→ **SHORT TASK**:
Please pull out every row below that contains the string "sign", and note that case counts.

DATA PROVIDED start

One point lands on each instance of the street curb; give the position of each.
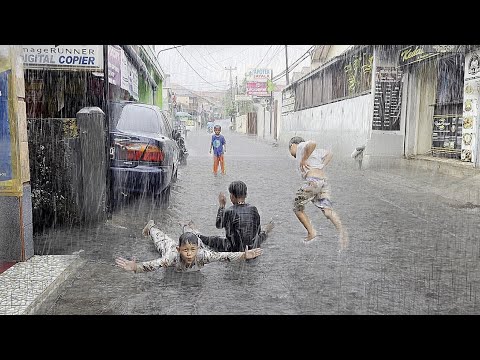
(55, 287)
(25, 286)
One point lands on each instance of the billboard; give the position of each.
(63, 57)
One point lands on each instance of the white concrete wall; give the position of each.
(264, 131)
(241, 123)
(340, 126)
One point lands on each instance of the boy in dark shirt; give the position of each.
(241, 222)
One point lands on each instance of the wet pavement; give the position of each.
(413, 249)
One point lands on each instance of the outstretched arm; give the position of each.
(211, 256)
(129, 265)
(132, 265)
(309, 147)
(220, 220)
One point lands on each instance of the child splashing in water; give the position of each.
(310, 162)
(187, 254)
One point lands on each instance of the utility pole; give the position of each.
(231, 88)
(286, 64)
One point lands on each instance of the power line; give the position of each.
(294, 65)
(196, 70)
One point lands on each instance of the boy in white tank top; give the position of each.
(310, 163)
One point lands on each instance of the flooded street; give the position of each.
(408, 253)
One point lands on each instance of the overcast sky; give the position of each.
(202, 67)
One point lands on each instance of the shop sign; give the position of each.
(415, 53)
(129, 76)
(114, 64)
(63, 57)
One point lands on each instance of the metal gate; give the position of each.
(252, 123)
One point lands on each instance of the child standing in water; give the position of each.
(185, 255)
(218, 144)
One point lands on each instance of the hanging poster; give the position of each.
(5, 144)
(387, 101)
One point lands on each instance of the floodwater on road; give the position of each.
(410, 252)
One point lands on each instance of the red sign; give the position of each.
(256, 88)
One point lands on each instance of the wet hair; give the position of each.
(295, 140)
(238, 189)
(188, 238)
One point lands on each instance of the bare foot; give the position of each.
(146, 229)
(268, 227)
(343, 239)
(311, 236)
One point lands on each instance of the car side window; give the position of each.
(140, 118)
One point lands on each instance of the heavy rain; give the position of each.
(97, 140)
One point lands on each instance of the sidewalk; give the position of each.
(25, 285)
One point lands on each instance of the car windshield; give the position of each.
(140, 119)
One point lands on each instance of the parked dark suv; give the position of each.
(144, 155)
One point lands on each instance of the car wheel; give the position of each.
(164, 198)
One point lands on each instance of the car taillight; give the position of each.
(153, 153)
(134, 151)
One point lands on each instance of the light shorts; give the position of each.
(313, 189)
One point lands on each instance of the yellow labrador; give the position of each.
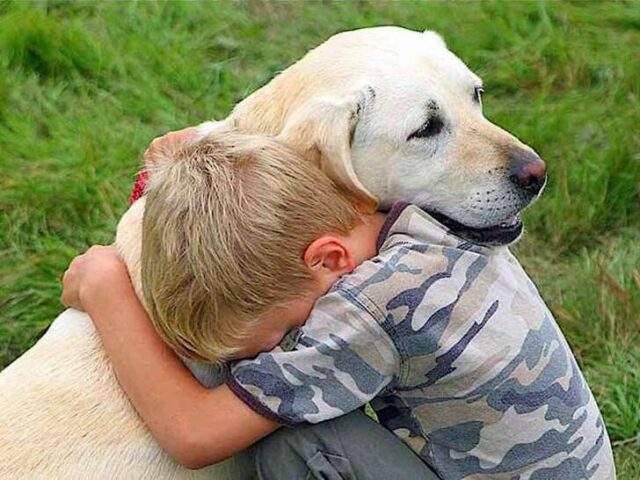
(389, 114)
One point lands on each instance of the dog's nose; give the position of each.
(528, 171)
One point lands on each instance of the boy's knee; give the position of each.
(300, 453)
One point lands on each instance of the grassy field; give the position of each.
(85, 86)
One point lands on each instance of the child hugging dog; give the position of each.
(246, 244)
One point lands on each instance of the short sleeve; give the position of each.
(342, 360)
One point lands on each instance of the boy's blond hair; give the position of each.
(227, 220)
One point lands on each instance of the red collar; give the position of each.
(138, 187)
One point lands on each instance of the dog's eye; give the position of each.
(477, 94)
(432, 127)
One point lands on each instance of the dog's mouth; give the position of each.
(502, 234)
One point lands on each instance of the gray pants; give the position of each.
(351, 447)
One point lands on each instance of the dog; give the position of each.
(389, 114)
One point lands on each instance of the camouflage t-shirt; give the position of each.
(457, 353)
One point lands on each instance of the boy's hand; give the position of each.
(98, 274)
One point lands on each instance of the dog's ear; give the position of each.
(322, 130)
(163, 147)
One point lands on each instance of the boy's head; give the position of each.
(236, 227)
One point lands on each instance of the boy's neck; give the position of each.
(363, 238)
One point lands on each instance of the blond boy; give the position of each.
(449, 340)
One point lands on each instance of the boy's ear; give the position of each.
(329, 255)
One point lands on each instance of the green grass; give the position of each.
(85, 86)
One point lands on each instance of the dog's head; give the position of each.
(391, 114)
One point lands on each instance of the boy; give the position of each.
(449, 340)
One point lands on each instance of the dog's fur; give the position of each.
(389, 114)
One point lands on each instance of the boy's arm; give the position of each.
(195, 425)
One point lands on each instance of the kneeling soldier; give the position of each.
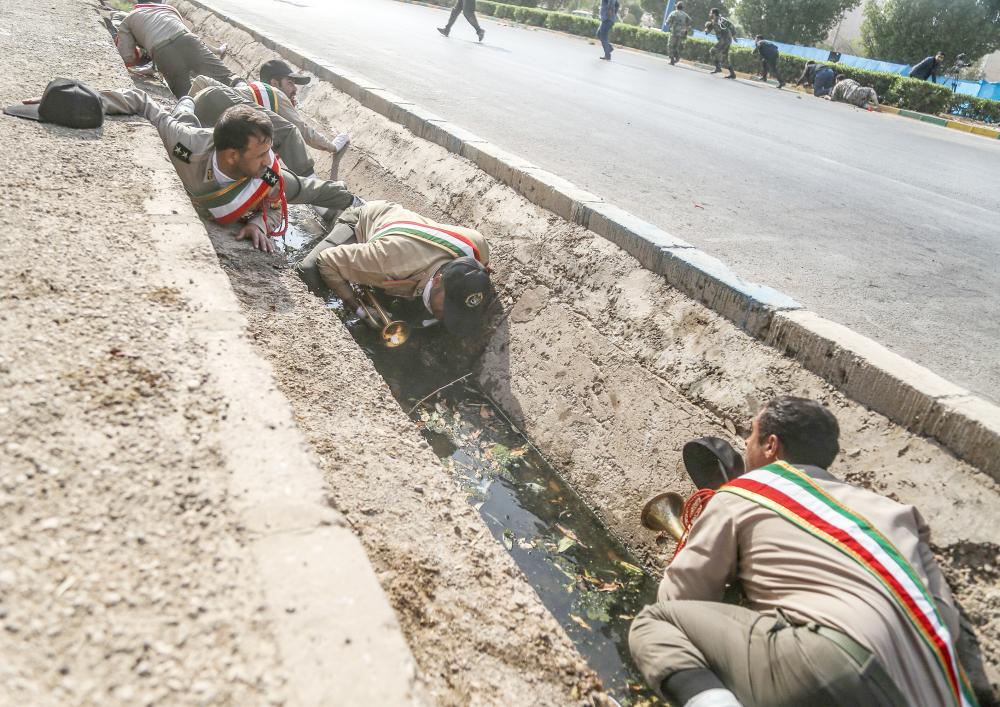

DATA PROVIDED end

→ **THE REPLY**:
One point lands on each instance of the shop sign; give the position of each.
One point lands on each instance of the red sign; give the position of each.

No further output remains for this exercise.